## begin PASSAGE GIVEN

Las Vegas Sun

April 24, 2024

Law enforcement:

Entering final year of tenure, sheriff still overseeing Metro’s evolution

Metro Police Fiscal Meeting

L.E. Baskow

Sheriff Doug Gillespie chats with colleagues before the start of the department’s fiscal affairs committee meeting at the Metro Police headquarters Monday, Oct. 28, 2013.

The concrete steps outside Garside Middle School are barely visible as uniform-clad students exit the building on this mid-November afternoon, creating a sea of blue and khaki.

As the students’ chatter fills the brisk air, they pay no attention to the man dressed in a gray suit and vest, complete with a blue tie, who is observing the controlled chaos almost wistfully.

“It brings back memories,” Sheriff Doug Gillespie says.

Thirty-some years ago, this school was part of his domain as a rookie Metro Police officer patrolling neighborhoods near U.S. 95.

## end PASSAGE GIVEN
## begin ENTRIES

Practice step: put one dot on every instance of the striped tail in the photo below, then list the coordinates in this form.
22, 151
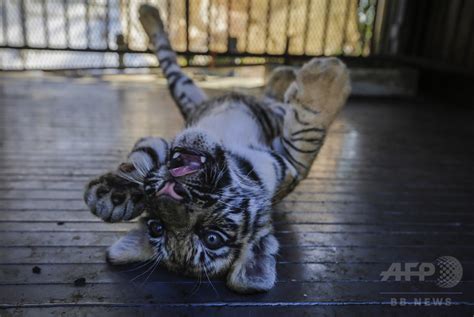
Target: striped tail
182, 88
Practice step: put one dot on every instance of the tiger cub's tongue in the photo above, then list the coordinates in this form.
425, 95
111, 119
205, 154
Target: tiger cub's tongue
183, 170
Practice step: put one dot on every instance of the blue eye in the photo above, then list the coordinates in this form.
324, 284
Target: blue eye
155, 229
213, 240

## end ENTRIES
## begin ENTRIES

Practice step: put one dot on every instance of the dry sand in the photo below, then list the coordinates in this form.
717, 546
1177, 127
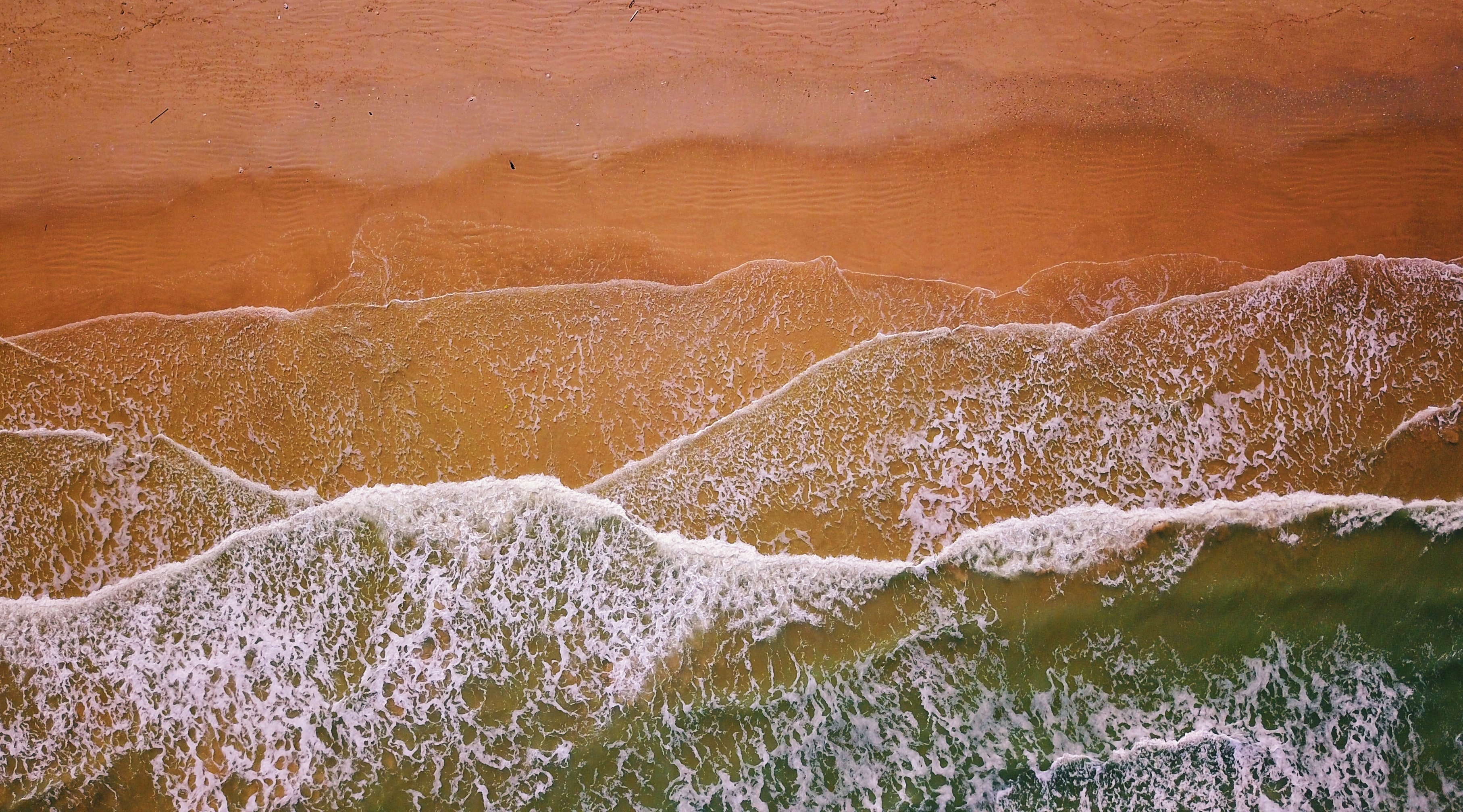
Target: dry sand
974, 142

## end ENTRIES

TASK LIST:
- a) Copy out the part of the Sheriff Gillespie article that begins at the words "Las Vegas Sun" and stops after "Monday, Oct. 28, 2013.".
- b) Pull out every line of the entries that contains the string "Target", matching its case exactly.

TASK-BY-TASK OUTPUTS:
- a)
Las Vegas Sun

April 24, 2024

Law enforcement:

Entering final year of tenure, sheriff still overseeing Metro’s evolution

Metro Police Fiscal Meeting

L.E. Baskow

Sheriff Doug Gillespie chats with colleagues before the start of the department’s fiscal affairs committee meeting at the Metro Police headquarters Monday, Oct. 28, 2013.

- b)
Target: striped tail
Target: tiger cub's tongue
Target: blue eye
Target: dry sand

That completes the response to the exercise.